TASK DETAILS
Find "Target = man's face" in the records that follow; print that line and each subsequent line through the last one, verbatim and with nothing added.

EXERCISE MATERIAL

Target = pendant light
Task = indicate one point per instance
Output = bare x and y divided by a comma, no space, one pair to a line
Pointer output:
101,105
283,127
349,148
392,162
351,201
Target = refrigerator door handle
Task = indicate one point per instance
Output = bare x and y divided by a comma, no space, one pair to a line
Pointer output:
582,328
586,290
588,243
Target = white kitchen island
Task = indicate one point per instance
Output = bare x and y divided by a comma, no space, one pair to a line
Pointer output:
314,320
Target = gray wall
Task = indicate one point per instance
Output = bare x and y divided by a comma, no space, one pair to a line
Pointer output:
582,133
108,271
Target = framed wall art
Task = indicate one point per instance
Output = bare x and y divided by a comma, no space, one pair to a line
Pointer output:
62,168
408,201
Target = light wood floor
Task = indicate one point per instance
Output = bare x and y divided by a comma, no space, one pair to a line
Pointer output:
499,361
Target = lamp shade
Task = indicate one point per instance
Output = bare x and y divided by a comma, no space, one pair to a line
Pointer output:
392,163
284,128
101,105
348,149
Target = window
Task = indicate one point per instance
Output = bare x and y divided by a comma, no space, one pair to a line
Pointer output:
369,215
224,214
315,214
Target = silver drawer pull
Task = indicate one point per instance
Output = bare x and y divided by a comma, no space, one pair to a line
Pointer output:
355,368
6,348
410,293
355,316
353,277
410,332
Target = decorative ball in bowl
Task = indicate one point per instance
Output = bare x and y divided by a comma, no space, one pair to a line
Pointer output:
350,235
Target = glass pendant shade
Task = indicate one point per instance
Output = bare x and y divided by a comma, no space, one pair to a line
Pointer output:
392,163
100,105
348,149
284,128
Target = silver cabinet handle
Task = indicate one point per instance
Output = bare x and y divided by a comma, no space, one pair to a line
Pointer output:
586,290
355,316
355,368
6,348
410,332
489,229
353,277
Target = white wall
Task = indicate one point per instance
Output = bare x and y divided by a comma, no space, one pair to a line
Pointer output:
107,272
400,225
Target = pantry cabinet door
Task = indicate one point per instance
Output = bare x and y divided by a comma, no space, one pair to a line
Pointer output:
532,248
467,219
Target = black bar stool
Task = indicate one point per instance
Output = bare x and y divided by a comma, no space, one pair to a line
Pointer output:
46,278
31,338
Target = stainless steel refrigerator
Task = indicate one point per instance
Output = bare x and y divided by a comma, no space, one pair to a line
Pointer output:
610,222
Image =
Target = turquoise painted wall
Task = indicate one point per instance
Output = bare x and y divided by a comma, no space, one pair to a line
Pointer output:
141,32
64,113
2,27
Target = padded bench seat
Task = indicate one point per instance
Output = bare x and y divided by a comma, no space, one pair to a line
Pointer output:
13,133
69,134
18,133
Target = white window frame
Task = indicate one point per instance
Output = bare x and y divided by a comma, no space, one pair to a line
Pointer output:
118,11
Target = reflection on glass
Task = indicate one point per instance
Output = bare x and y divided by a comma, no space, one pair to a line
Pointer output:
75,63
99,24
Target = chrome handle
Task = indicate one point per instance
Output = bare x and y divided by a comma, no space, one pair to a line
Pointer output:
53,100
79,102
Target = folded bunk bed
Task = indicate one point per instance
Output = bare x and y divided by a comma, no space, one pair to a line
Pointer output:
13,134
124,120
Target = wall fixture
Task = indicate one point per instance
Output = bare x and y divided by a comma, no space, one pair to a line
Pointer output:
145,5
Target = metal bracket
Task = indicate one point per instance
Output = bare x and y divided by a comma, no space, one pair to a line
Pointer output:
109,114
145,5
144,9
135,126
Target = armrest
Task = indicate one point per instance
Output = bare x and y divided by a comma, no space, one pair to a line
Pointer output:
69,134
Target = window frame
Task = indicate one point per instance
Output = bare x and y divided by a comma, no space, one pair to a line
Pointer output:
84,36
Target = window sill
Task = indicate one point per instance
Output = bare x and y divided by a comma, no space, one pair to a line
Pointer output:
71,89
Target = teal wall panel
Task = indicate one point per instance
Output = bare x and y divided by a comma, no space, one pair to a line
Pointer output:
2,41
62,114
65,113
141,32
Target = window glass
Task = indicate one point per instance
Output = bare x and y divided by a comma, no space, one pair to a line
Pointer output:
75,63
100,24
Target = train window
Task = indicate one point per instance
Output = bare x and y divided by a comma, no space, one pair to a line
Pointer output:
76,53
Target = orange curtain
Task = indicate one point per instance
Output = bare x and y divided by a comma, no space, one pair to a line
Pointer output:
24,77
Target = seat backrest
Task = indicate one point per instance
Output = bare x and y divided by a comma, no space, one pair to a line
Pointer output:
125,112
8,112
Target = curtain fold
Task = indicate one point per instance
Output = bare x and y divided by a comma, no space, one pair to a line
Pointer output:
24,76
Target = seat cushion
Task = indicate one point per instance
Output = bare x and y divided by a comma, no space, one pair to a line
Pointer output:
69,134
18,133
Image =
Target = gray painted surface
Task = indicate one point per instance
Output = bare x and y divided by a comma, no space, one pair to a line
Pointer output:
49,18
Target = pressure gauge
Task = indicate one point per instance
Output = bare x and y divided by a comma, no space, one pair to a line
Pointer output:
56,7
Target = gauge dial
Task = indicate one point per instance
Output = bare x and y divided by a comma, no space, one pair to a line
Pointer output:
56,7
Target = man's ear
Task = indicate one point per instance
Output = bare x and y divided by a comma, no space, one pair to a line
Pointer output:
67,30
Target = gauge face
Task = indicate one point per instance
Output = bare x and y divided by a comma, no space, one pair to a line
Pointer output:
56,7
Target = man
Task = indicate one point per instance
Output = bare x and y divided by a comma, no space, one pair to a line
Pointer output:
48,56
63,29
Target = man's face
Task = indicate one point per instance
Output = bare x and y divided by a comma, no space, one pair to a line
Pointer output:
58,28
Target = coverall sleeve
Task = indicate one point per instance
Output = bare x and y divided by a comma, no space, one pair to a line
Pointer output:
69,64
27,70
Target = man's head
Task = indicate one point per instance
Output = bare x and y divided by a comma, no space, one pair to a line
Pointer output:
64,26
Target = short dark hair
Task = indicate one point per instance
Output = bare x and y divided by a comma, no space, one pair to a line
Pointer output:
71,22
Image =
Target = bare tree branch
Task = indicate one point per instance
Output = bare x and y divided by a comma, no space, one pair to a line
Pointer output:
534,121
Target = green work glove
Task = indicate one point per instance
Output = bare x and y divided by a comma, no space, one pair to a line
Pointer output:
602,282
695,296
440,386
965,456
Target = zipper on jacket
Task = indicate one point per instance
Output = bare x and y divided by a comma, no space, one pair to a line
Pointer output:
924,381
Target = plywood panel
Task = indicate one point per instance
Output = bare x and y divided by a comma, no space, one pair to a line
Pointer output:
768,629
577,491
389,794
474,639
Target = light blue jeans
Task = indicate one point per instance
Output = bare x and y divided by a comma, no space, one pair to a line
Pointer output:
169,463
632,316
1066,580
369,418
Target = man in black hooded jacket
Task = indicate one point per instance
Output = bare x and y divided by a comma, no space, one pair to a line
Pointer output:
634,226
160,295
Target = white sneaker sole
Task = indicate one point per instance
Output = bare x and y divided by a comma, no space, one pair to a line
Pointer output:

WRITTEN ANSWER
Target = man's face
Task = indicate one point per instance
Output = bare x and y divided by a comma, no space, one pair to a line
Pointer output:
58,28
Target = coverall sleeve
Task = indicate one point per instance
Output = bare x and y divided by a comma, no space, one pair to a line
Pointer output:
69,64
27,70
Target = man's head
Task = indicate one point per instance
Output = bare x and y divided by a comma, no space, one pair to a line
Pointer output:
64,26
Target = short dark hair
Task = indicate one point per instance
Output = bare x and y divided by a comma, no space, one pair to a line
Pointer output:
71,22
Image =
Target = bare tree branch
Task = indicate one point per instance
Output = bare x and y divided by a comma, no space, one pair to a line
Pointer output:
534,121
Target = green work glove
Task = indicate one point per instance
Output = bare x and y divided by a comma, no space, one pair to a line
Pointer output:
602,282
695,296
440,386
965,456
Target = zipper on jacket
Task = indicate one point per instance
Output = bare x and y divided by a comma, no space, one pair to a line
Pointer output:
924,381
Target = plywood panel
Task = indicate one point per instance
Output = bare x and y divided by a comma, no space, one pair to a line
Pointer output:
768,629
577,491
389,794
474,639
Target = light blue jeans
Task = indicate one point per instance
Output = bare x and y divided by a comma, no space, one pair to a line
Pointer output:
169,463
632,316
1066,580
369,418
Target = man in black hooded jacket
Task = indicate one point per instance
Output = bare x and y divided by a comma, no space, one pair to a line
Pointer output:
634,226
160,295
Target = white sneaker sole
Task = indicate one point per instance
Output = bare x and y divided by a comma, no space, one pair to a line
Pointer output:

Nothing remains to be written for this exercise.